[Pointing dataset records]
↓↓↓
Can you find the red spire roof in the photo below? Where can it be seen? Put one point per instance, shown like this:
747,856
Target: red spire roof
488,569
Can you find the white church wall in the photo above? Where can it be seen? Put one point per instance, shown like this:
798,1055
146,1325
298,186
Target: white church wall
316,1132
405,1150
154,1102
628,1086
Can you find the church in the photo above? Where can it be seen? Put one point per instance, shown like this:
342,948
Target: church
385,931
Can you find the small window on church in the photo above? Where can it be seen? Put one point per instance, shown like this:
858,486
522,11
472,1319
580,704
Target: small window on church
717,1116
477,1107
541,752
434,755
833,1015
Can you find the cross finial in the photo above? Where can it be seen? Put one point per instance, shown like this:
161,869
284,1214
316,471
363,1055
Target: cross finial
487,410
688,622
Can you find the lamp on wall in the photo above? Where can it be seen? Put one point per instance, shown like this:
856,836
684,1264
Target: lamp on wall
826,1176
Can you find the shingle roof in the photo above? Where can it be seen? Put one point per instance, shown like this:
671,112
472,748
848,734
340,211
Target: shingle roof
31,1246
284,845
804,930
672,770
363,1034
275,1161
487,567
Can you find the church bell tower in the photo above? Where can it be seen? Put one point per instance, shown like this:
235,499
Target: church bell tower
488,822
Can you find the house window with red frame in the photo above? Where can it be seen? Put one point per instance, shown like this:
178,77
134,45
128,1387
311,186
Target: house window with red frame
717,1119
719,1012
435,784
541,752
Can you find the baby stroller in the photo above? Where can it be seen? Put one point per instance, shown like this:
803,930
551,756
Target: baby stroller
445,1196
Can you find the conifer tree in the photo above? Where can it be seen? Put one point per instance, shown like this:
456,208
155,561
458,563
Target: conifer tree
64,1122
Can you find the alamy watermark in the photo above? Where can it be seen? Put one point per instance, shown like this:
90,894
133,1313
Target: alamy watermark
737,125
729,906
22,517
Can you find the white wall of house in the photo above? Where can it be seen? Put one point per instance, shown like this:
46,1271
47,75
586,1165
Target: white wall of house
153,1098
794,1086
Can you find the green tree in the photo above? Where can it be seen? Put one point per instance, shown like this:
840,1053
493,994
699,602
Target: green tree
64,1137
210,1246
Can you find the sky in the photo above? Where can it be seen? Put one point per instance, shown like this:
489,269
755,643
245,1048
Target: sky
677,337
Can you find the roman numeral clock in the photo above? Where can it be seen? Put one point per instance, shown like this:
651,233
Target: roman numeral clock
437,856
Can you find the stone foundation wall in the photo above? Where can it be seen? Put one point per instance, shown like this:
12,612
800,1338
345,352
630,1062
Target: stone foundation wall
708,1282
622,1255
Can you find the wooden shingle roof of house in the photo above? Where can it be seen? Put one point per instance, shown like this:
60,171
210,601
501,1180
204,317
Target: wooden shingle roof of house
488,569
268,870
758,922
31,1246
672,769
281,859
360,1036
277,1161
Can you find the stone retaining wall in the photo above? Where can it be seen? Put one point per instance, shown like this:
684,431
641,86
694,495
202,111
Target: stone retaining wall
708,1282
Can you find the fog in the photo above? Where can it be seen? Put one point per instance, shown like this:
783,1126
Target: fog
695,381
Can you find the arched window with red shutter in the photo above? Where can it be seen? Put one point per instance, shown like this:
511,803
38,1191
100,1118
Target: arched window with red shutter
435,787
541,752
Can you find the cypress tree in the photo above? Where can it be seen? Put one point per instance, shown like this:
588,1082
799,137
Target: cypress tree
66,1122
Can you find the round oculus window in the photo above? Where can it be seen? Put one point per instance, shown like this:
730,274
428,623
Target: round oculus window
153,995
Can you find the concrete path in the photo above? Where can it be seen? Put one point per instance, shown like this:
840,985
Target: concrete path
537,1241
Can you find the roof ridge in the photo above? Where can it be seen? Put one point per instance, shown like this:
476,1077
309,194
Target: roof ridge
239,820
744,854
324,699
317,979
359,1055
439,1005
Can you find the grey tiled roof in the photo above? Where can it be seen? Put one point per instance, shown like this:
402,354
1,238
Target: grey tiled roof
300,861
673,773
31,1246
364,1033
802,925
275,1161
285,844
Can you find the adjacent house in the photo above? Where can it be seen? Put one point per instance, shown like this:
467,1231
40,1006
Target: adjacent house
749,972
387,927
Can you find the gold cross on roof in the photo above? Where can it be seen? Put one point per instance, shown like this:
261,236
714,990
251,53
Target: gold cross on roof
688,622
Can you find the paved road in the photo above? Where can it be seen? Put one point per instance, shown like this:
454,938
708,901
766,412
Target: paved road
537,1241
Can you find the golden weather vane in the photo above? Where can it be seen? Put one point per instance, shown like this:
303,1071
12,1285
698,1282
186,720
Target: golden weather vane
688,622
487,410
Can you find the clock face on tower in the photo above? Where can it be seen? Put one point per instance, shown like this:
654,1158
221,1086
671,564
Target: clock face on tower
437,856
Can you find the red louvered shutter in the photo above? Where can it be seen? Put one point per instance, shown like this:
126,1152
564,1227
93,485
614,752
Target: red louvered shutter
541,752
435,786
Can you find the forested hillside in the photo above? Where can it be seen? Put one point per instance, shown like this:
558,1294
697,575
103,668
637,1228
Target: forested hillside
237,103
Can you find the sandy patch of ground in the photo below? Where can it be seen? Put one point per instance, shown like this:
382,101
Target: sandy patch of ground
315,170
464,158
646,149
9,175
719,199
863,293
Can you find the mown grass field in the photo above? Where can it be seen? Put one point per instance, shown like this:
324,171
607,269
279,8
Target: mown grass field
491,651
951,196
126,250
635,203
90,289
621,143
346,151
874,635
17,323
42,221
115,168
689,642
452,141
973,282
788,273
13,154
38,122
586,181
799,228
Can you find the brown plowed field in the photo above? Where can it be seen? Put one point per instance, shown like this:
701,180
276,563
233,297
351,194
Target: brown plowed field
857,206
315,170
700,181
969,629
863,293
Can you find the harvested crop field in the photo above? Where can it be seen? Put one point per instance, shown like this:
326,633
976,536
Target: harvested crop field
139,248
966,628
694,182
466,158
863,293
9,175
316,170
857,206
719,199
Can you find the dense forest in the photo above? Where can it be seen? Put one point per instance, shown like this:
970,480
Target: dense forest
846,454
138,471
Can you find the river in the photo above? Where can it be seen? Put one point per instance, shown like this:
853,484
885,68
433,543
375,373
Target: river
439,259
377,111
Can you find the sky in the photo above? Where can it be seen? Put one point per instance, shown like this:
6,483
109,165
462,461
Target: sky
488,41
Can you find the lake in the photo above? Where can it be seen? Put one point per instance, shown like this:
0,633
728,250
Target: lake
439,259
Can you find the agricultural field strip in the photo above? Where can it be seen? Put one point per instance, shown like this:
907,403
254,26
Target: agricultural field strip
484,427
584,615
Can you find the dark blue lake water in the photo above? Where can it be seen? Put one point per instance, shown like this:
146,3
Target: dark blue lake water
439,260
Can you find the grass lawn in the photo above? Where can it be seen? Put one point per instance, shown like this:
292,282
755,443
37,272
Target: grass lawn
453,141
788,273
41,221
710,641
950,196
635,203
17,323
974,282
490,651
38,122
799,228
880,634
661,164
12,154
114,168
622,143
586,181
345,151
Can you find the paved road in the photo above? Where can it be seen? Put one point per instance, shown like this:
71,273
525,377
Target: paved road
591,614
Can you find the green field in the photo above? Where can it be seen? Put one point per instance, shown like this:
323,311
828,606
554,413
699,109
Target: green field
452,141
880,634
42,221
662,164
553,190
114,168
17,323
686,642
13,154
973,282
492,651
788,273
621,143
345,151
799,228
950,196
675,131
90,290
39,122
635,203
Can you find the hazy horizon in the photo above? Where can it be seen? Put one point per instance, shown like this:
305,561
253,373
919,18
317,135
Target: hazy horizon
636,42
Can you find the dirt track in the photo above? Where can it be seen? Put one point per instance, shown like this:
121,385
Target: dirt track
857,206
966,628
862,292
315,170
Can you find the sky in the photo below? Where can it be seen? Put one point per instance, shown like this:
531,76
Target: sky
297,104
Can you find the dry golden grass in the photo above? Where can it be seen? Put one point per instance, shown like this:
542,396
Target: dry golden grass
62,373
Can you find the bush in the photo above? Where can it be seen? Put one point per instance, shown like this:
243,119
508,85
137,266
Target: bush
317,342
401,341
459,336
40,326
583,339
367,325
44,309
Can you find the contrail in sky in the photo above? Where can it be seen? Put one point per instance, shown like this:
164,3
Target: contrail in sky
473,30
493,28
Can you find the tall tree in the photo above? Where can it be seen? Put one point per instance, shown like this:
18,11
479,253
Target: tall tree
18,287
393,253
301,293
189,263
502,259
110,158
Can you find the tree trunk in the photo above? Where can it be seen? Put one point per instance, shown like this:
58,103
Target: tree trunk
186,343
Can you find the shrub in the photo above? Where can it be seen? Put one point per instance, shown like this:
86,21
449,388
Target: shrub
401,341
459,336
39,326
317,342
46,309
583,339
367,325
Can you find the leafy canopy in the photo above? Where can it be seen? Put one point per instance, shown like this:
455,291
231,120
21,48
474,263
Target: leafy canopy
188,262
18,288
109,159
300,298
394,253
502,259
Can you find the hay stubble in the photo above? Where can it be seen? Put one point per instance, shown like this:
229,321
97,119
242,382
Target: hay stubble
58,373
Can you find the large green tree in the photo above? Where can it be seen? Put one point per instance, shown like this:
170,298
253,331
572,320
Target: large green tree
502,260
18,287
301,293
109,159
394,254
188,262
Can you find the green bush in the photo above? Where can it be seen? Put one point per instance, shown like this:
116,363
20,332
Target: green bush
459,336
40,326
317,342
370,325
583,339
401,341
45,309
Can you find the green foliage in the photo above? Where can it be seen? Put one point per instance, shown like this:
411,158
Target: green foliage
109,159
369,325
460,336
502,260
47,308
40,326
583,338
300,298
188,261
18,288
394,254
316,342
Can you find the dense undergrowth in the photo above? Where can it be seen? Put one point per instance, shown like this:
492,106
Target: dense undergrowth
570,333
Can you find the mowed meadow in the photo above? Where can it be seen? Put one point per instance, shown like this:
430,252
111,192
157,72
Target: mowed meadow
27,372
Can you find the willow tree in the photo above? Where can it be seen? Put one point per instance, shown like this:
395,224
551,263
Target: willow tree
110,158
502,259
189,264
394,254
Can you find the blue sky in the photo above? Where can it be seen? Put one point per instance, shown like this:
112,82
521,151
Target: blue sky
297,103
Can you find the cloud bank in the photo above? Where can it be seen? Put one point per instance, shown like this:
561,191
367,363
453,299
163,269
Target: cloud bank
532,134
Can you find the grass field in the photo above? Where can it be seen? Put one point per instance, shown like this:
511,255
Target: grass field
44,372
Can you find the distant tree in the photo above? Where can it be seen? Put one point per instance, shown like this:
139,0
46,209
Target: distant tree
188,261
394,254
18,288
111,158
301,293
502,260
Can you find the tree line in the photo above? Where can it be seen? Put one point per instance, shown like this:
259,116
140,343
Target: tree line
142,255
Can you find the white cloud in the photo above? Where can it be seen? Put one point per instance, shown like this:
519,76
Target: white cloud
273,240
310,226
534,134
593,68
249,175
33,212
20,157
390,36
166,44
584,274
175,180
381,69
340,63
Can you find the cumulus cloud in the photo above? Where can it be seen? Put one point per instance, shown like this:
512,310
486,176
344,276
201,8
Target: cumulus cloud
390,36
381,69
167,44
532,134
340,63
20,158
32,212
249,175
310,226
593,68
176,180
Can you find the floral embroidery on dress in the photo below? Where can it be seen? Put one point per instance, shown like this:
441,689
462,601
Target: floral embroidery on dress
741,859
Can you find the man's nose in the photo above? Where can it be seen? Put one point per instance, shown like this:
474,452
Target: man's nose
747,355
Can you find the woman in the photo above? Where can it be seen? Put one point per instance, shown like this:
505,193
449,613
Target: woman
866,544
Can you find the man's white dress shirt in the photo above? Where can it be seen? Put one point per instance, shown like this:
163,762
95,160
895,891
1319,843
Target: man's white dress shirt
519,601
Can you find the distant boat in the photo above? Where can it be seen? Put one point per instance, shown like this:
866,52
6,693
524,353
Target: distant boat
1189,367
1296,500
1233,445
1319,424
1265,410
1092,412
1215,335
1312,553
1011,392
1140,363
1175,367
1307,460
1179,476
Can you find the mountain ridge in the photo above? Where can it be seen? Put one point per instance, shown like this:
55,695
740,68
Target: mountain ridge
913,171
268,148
↑↑↑
**DESCRIPTION OF THE TASK**
Reproduce only the lines running from the one with "Can you find the tree line" through the final line of the listing above, both ends included.

**TASK OUTPUT**
Can you find the tree line in the photo above? Where can it be seen? Put one point per instance, shown like this:
259,116
140,343
Target: tree line
142,255
Can you find the white cloud in the photo above? Where can it be seen? Put one point per instance, shown like this:
519,76
Target: white cloud
273,240
310,226
534,134
593,68
249,175
33,212
20,157
390,36
166,44
584,274
175,180
381,69
340,63
Can you find the cumulus cloud in the photo above? Where can it be seen? Put one point per instance, shown like this:
512,310
486,176
344,276
201,8
Target: cumulus cloud
390,36
381,69
167,44
532,134
340,63
20,158
32,212
249,175
310,226
593,68
176,180
Can you find the floral embroidery on dress in the photo below? Where can it be seen? Put one point per instance, shown like this:
441,689
462,601
Target: floral embroidery on dress
741,859
Can you find the man's nose in the photo above? Where can it be seen? Put one point per instance, shown like this:
474,452
Target: man's nose
747,355
Can you find the woman in the photo above? Where can it be seen? Put one point per instance, shown like this:
505,193
449,613
Target: woman
866,544
Can you find the man's white dress shirt in the photo above? Where can it be seen? Put one point per instance, shown like this:
163,762
95,160
895,891
1319,843
Target: man's white dress shirt
519,601
Can you find the distant boat in the photo above? Where can it be seen? Put one point per instance, shown like this:
866,52
6,693
524,353
Target: distant boat
1189,367
1296,500
1233,445
1319,424
1265,410
1092,412
1215,335
1312,553
1011,392
1140,363
1175,367
1307,460
1179,476
Can you find the mountain ridge in the photo above? Where can it be seen? Put one point per instance, shown like this:
55,695
740,68
Target: mountain ridge
913,171
268,148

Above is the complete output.